[Dataset records]
--

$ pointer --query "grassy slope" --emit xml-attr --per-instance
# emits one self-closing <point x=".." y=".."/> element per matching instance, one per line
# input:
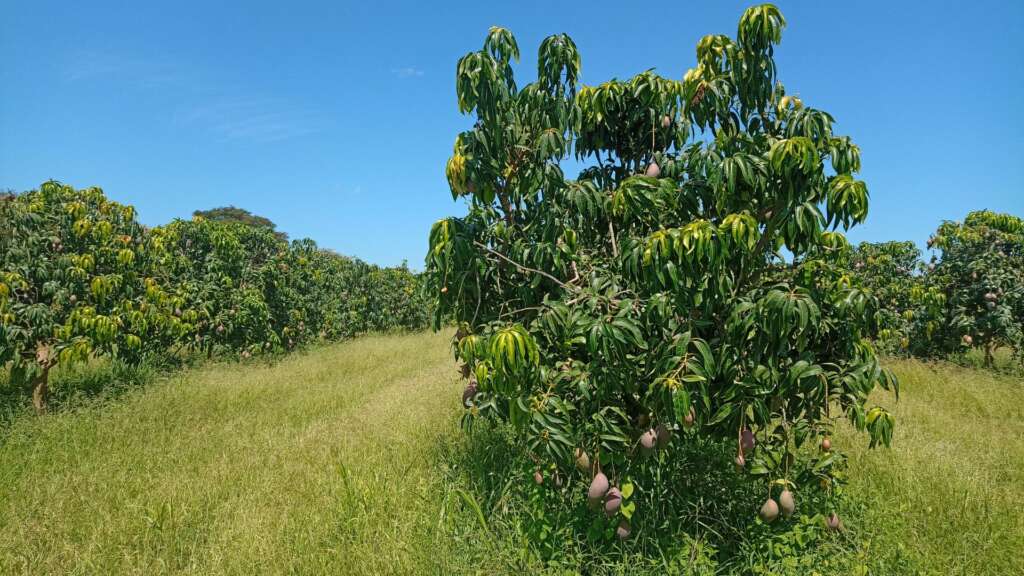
<point x="317" y="464"/>
<point x="336" y="460"/>
<point x="948" y="496"/>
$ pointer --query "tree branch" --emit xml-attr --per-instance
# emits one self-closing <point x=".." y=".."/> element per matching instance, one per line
<point x="522" y="268"/>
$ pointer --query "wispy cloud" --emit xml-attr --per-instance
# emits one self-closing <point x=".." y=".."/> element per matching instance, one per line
<point x="229" y="113"/>
<point x="253" y="119"/>
<point x="407" y="72"/>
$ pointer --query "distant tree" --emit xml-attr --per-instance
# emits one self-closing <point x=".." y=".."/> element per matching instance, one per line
<point x="981" y="274"/>
<point x="236" y="214"/>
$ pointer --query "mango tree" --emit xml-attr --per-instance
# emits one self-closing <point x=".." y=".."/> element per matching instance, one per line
<point x="980" y="273"/>
<point x="611" y="316"/>
<point x="77" y="279"/>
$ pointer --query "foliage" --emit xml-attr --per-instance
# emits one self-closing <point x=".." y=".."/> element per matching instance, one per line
<point x="893" y="272"/>
<point x="235" y="214"/>
<point x="981" y="275"/>
<point x="80" y="278"/>
<point x="650" y="292"/>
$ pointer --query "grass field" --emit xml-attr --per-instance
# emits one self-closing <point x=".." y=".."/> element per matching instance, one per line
<point x="348" y="459"/>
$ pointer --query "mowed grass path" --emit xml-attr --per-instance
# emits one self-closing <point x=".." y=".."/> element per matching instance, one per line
<point x="318" y="464"/>
<point x="338" y="460"/>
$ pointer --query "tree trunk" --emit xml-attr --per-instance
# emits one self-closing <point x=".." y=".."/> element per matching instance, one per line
<point x="40" y="391"/>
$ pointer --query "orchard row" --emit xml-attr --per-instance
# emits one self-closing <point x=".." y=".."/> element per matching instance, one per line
<point x="81" y="277"/>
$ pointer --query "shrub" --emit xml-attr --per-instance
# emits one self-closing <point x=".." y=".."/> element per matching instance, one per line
<point x="981" y="276"/>
<point x="79" y="278"/>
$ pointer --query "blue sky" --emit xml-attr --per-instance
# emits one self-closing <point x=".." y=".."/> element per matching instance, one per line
<point x="335" y="119"/>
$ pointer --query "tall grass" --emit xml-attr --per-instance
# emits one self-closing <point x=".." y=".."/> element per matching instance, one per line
<point x="348" y="459"/>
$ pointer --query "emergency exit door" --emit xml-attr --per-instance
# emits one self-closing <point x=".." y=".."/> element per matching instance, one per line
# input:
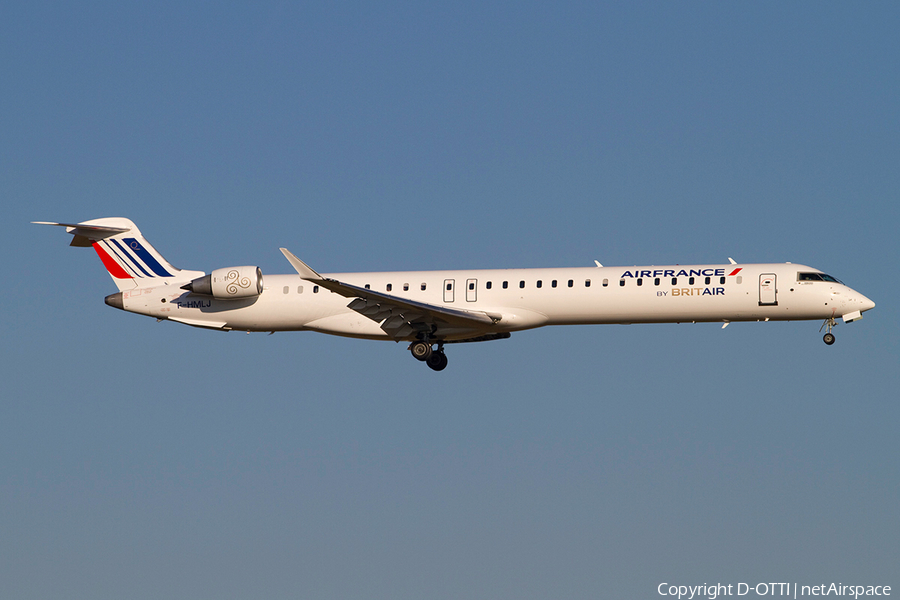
<point x="768" y="293"/>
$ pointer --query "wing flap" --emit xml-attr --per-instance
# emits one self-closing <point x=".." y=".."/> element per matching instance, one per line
<point x="399" y="315"/>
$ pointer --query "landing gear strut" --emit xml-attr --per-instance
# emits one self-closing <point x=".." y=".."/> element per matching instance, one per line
<point x="423" y="351"/>
<point x="828" y="337"/>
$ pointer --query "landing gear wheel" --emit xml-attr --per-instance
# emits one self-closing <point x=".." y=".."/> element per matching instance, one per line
<point x="437" y="361"/>
<point x="420" y="350"/>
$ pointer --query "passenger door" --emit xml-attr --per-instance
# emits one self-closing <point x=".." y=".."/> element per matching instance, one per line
<point x="448" y="290"/>
<point x="768" y="293"/>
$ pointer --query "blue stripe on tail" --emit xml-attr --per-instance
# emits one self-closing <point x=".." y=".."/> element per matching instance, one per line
<point x="147" y="258"/>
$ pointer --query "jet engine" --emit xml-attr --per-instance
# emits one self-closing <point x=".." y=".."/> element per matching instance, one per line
<point x="229" y="283"/>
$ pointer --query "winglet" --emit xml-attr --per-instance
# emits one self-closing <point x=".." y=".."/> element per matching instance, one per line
<point x="301" y="267"/>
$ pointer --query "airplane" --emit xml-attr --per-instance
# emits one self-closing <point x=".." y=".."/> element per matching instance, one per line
<point x="430" y="309"/>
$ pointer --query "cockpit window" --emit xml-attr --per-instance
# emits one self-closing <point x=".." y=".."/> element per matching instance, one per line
<point x="816" y="277"/>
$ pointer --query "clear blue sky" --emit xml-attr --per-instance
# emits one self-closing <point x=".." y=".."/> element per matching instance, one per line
<point x="151" y="460"/>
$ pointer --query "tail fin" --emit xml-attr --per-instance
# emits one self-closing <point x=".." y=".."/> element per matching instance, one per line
<point x="130" y="259"/>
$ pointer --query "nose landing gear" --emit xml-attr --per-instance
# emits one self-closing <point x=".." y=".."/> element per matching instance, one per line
<point x="423" y="351"/>
<point x="828" y="338"/>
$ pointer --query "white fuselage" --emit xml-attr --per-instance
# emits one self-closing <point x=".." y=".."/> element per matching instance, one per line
<point x="520" y="299"/>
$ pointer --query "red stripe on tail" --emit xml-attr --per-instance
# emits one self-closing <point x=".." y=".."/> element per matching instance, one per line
<point x="114" y="268"/>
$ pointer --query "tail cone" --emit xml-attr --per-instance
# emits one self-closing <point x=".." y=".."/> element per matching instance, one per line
<point x="115" y="300"/>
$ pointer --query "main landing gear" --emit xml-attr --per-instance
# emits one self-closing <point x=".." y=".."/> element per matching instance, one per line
<point x="828" y="337"/>
<point x="423" y="351"/>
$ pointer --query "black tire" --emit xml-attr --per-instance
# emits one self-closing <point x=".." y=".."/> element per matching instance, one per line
<point x="437" y="361"/>
<point x="420" y="350"/>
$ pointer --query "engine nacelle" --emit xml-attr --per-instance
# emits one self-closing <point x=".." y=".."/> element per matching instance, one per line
<point x="229" y="284"/>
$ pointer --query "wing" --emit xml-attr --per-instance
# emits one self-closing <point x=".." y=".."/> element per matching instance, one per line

--

EXERCISE AIM. Extract the entries in full, exactly as they are, minus the pictures.

RESPONSE TO THIS EXERCISE.
$ pointer --query "grassy slope" --emit xml-attr --per-instance
# emits one self-closing <point x=".." y=".."/> element per matching instance, one per line
# input:
<point x="317" y="464"/>
<point x="336" y="460"/>
<point x="948" y="496"/>
$ pointer --query "tree branch" --emit xml-attr --per-instance
# emits one self-closing <point x=".." y=".."/> element per matching instance, one per line
<point x="522" y="268"/>
$ pointer --query "wispy cloud" --emit xml-attr --per-instance
# emits one self-closing <point x=".." y=".."/> element per matching instance, one per line
<point x="229" y="113"/>
<point x="253" y="119"/>
<point x="407" y="72"/>
$ pointer --query "distant tree" --emit xml-attr --per-instance
# emits one self-closing <point x=".." y=".."/> element per matching instance, one per line
<point x="981" y="274"/>
<point x="236" y="214"/>
$ pointer --query "mango tree" --emit xml-attr --per-instance
# emits one self-closing <point x=".." y=".."/> element per matching instance, one per line
<point x="980" y="273"/>
<point x="611" y="316"/>
<point x="77" y="279"/>
$ pointer --query "foliage" --emit xml-attr --per-instance
# emits one self-closing <point x=".." y=".."/> element per matching instance, one per line
<point x="893" y="272"/>
<point x="235" y="214"/>
<point x="981" y="275"/>
<point x="80" y="278"/>
<point x="650" y="292"/>
$ pointer --query "grass field" --emit xml-attr --per-instance
# emits one self-closing <point x=".." y=".."/> element per matching instance, one per line
<point x="348" y="459"/>
$ pointer --query "mowed grass path" --emit xml-attr --per-instance
# emits one self-closing <point x=".." y=".."/> element per matching instance, one per line
<point x="318" y="464"/>
<point x="338" y="460"/>
$ pointer --query "tree trunk" --emit xml-attr --per-instance
# emits one self-closing <point x=".." y=".."/> element per matching instance, one per line
<point x="40" y="391"/>
$ pointer --query "orchard row" --emit xml-attr --per-instance
# emits one self-closing <point x=".." y=".."/> element per matching instance, one per line
<point x="81" y="277"/>
$ pointer --query "shrub" --emit xml-attr --per-instance
# emits one self-closing <point x=".." y=".."/> element per matching instance, one per line
<point x="981" y="276"/>
<point x="79" y="278"/>
$ pointer --query "blue sky" --emit xml-attr --per-instance
# emits one self-closing <point x=".." y=".."/> element per matching instance, one per line
<point x="335" y="119"/>
$ pointer --query "tall grass" --emit xml-attr --per-instance
# emits one self-closing <point x=".." y=".."/> element per matching instance, one per line
<point x="348" y="459"/>
$ pointer --query "emergency exit door" --emit xml-attr --per-instance
# emits one self-closing <point x=".." y=".."/> element per matching instance, one per line
# input:
<point x="768" y="293"/>
$ pointer --query "wing flap" --emit xml-attr --per-instance
# emits one self-closing <point x=".." y=".."/> element per matching instance, one per line
<point x="399" y="315"/>
$ pointer --query "landing gear strut" --emit xml-attr --per-instance
# emits one self-closing <point x=".." y=".."/> element per matching instance, one per line
<point x="423" y="351"/>
<point x="828" y="337"/>
$ pointer --query "landing gear wheel" --emit xml-attr --per-instance
# emits one self-closing <point x=".." y=".."/> element per matching instance, one per line
<point x="437" y="361"/>
<point x="420" y="350"/>
$ pointer --query "passenger door" --emit xml-attr --per-instance
# emits one self-closing <point x=".." y=".."/> element per matching instance, one per line
<point x="448" y="290"/>
<point x="768" y="293"/>
$ pointer --query "blue stripe on tail" --emit xml-attr --per-instance
# emits one self-closing <point x=".." y=".."/> element per matching instance, one per line
<point x="147" y="258"/>
$ pointer --query "jet engine" --emit xml-attr --per-instance
# emits one self-closing <point x=".." y=".."/> element per matching instance, one per line
<point x="229" y="283"/>
$ pointer --query "winglet" --emit xml-attr --per-instance
# emits one self-closing <point x=".." y=".."/> element per matching instance, one per line
<point x="301" y="267"/>
$ pointer --query "airplane" --emit xml-attr --per-instance
# emits one self-closing <point x=".." y=".."/> element per matching instance, one per line
<point x="430" y="309"/>
$ pointer --query "cockpit window" --emit xml-attr --per-instance
# emits one self-closing <point x=".." y=".."/> element per matching instance, one per line
<point x="816" y="277"/>
$ pointer --query "clear blue sky" --emit xml-attr --per-instance
# emits one self-closing <point x=".." y=".."/> element per matching instance, one per line
<point x="151" y="460"/>
$ pointer --query "tail fin" --emit xml-attr --per-instance
# emits one self-closing <point x=".." y=".."/> element per matching instance, one per line
<point x="130" y="259"/>
$ pointer --query "nose landing gear" --emit xml-attr --per-instance
# emits one self-closing <point x=".." y=".."/> element per matching instance, one per line
<point x="423" y="351"/>
<point x="828" y="338"/>
$ pointer --query "white fuselage" --emit xml-attr --per-instance
# emits one self-closing <point x=".." y=".."/> element per matching instance, one per line
<point x="520" y="299"/>
$ pointer --query "red stripe on tail" --emit xml-attr --per-instance
# emits one self-closing <point x=".." y=".."/> element per matching instance, one per line
<point x="114" y="268"/>
$ pointer --query "tail cone" --emit xml-attr --per-instance
# emits one self-closing <point x=".." y=".."/> element per matching instance, one per line
<point x="115" y="300"/>
$ pointer --query "main landing gear" --emit xml-attr --per-instance
# emits one self-closing <point x=".." y=".."/> element per matching instance, one per line
<point x="828" y="337"/>
<point x="423" y="351"/>
$ pointer --query "black tire" --emit xml-attr --per-instance
# emits one self-closing <point x=".." y=".."/> element per matching instance, one per line
<point x="437" y="361"/>
<point x="420" y="350"/>
$ pointer --query "engine nacelle" --emit xml-attr --per-instance
# emits one self-closing <point x=".." y=".."/> element per matching instance, one per line
<point x="229" y="284"/>
$ pointer --query "wing" --emit xml-attr --per-instance
# emits one self-closing <point x=".." y=".."/> element per matching instance, one per line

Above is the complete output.